Exercise task
Reproduce every one of the following rows word for word, without any alteration.

Excerpts from a point labeling dataset
● ● ● ●
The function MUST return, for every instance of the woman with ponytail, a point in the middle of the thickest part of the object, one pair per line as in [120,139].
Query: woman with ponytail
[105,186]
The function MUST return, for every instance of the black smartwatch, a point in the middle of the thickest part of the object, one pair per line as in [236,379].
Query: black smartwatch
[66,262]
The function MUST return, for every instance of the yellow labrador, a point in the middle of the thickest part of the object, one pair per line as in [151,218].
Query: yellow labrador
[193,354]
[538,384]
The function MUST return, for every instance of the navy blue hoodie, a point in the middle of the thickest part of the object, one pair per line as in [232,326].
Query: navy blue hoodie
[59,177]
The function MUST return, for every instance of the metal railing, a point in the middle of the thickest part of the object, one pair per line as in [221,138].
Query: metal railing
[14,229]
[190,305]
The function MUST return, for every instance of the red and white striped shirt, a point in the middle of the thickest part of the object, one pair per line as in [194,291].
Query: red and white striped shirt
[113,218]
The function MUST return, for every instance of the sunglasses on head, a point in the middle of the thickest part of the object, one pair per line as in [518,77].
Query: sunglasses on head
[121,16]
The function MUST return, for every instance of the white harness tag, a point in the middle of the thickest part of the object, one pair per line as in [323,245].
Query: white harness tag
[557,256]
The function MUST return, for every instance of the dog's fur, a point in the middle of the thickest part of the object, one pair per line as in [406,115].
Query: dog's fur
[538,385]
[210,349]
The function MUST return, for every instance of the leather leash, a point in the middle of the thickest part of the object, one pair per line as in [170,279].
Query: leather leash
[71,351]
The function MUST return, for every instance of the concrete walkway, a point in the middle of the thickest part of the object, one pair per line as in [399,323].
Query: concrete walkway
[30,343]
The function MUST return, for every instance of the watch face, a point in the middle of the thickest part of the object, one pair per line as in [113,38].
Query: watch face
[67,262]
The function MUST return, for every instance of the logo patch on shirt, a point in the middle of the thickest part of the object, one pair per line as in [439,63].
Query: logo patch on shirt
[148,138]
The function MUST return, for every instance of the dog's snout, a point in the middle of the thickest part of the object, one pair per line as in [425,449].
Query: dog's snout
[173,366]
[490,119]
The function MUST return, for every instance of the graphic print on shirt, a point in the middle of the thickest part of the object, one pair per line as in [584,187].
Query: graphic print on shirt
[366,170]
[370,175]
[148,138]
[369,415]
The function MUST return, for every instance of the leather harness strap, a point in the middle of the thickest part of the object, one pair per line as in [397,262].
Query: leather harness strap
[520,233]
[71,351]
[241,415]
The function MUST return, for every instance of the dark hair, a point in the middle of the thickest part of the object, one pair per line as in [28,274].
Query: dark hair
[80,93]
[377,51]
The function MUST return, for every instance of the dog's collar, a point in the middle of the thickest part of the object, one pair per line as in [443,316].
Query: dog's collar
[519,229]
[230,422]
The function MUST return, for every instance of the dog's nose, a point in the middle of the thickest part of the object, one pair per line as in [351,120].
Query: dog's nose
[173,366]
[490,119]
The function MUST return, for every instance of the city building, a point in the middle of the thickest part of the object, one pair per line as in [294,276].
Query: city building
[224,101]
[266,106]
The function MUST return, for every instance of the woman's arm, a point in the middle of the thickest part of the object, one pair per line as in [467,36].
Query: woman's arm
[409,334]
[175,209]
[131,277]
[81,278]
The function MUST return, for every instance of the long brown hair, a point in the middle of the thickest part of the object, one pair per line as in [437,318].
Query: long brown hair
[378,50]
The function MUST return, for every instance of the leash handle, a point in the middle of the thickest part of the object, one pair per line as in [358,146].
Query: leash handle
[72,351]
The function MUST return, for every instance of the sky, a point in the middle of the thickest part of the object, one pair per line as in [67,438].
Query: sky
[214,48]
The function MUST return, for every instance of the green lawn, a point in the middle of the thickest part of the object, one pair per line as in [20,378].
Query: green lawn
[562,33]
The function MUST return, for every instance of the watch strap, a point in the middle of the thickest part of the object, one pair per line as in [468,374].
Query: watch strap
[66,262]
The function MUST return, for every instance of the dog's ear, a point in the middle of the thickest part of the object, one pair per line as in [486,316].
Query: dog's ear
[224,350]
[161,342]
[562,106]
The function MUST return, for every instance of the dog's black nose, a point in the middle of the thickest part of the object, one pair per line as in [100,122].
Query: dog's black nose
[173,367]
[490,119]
● ● ● ●
Response
The function MUST return, for every instance of the woman with ponytail, a point in the middle of the thickest part of the object, one pair per line as in [120,139].
Query: woman with ponytail
[105,186]
The function MUST return, for every instance of the black smartwatch, a point in the middle of the thickest part of the object, one pair per line as in [236,379].
Query: black smartwatch
[66,262]
The function MUST return, for every instance of the yellow labrador, a point in the middle of the thickest part of the object, one pair per line as in [151,218].
Query: yellow labrador
[193,354]
[538,384]
The function MUST return, for every instance of the navy blue hoodie, a point in the middle of the thickest part of the object, one pair per line as in [232,326].
Query: navy blue hoodie
[59,177]
The function MUST return, for every instance of the metal railing, a point in the middle of the thickest part of the object, one pair per line as in [221,138].
Query: metal railing
[14,229]
[190,305]
The function MUST return, for every instance of the red and white striped shirt, a point in the middle of the thickest part of the object, one pair per line as in [194,291].
Query: red and white striped shirt
[113,218]
The function MUST return, for every instance of the sunglasses on head, a point in the middle of the thickest part of the object, one pair per line as in [518,77].
Query: sunglasses on head
[121,16]
The function MUST return, for every instance of the white harness tag, a point in the middle of the thickest part of the object, one pair per line as in [323,245].
Query: white harness tag
[557,256]
The function MUST return, for every instance of the dog's fur, a point in the middle of the thickest part of the object, one pair per line as in [406,115].
Query: dog's fur
[538,385]
[210,349]
The function MUST return, for every instance of the leather leash, a point in the middle of the thickest part of the object, one pair per line as in [170,279].
Query: leather leash
[71,351]
The function MUST return, for every instance of the concrete walkway, a point in the middle of the thickest part of the object, one pair per line as in [399,323].
Query: concrete walkway
[30,343]
The function MUST return, for every instance of the watch face, a point in the middle of the thickest part of the object, one pair per line as in [113,38].
Query: watch face
[67,262]
The function MUST return, for every instance of the logo patch on shirt, a point in the middle of the thickest part of the object, one pair per line as in [439,63].
Query: logo patch on shirt
[148,138]
The function MUST return, for every instance of the dog's snout, a point in the middle of the thickest part of the object, one pair per line as in [425,449].
Query: dog's snout
[173,366]
[490,119]
The function MUST return, for every instance of the graphic print on shirt, a point in the middle of the thickest part of the object, one pair per line as in [584,187].
Query: graphic print on shirt
[366,170]
[370,175]
[148,138]
[369,415]
The function MUST return, for every instance of the leather harness strap, a point in the middle of the thickest part of the object, one pair per line as in [397,262].
Query: leather harness strap
[520,233]
[71,351]
[241,415]
The function MUST return, for every instance of the dark hair, a point in the middle of the thickest part of the object, one pair per line as in [28,274].
Query: dark hair
[80,93]
[377,51]
The function MUST return, for every instance of the dog's collar, a point in the middle of the thickest part of the object, one pair per line as in [443,316].
Query: dog's collar
[519,229]
[230,422]
The function MUST return, for every instance of the dog's nose, a point in the middle of the thickest part of the object, one pair per line as in [351,120].
Query: dog's nose
[173,366]
[490,119]
The function MUST return, for every instance of the city building, a point in the middle of the thickest part of the object, one pair per line as in [294,276].
Query: city building
[224,101]
[266,106]
The function MUST return, for every instance of the woman's arm, a point in the middle of the thickest part of the object, one pair per line as in [467,36].
Query: woman's arm
[409,334]
[175,209]
[131,277]
[81,278]
The function MUST return, for every instance of the long brown hair, a point in the middle of the thickest part of the object, one pair per line as in [437,318].
Query: long brown hair
[378,50]
The function MUST return, for every instance of the leash handle, a point in the middle of the thickest part of the object, one pair per line as in [358,146].
Query: leash handle
[72,351]
The function MUST return, for every instance of the sky, a point in the middle of the thickest part of the object, one pair per line as in [67,438].
Query: sky
[214,48]
The function MUST return, for every instance of the green lawn, a point in the middle of the thickest part of the object, one pair per line as in [20,378].
Query: green lawn
[562,33]
The function MUST return, for every instance of the watch strap, a point in the middle of the thickest part of the object, one pair per line as in [468,374].
Query: watch strap
[66,262]
The function MUST return, for every instance of the dog's ear, a point in the middle of the thickest part of the object, one pair per line as in [486,316].
Query: dog's ear
[224,350]
[161,342]
[562,106]
The function MUST return, for every instance of the dog's black nose, a point in the middle of the thickest part of the object, one pair per line as in [100,122].
Query: dog's black nose
[173,367]
[490,119]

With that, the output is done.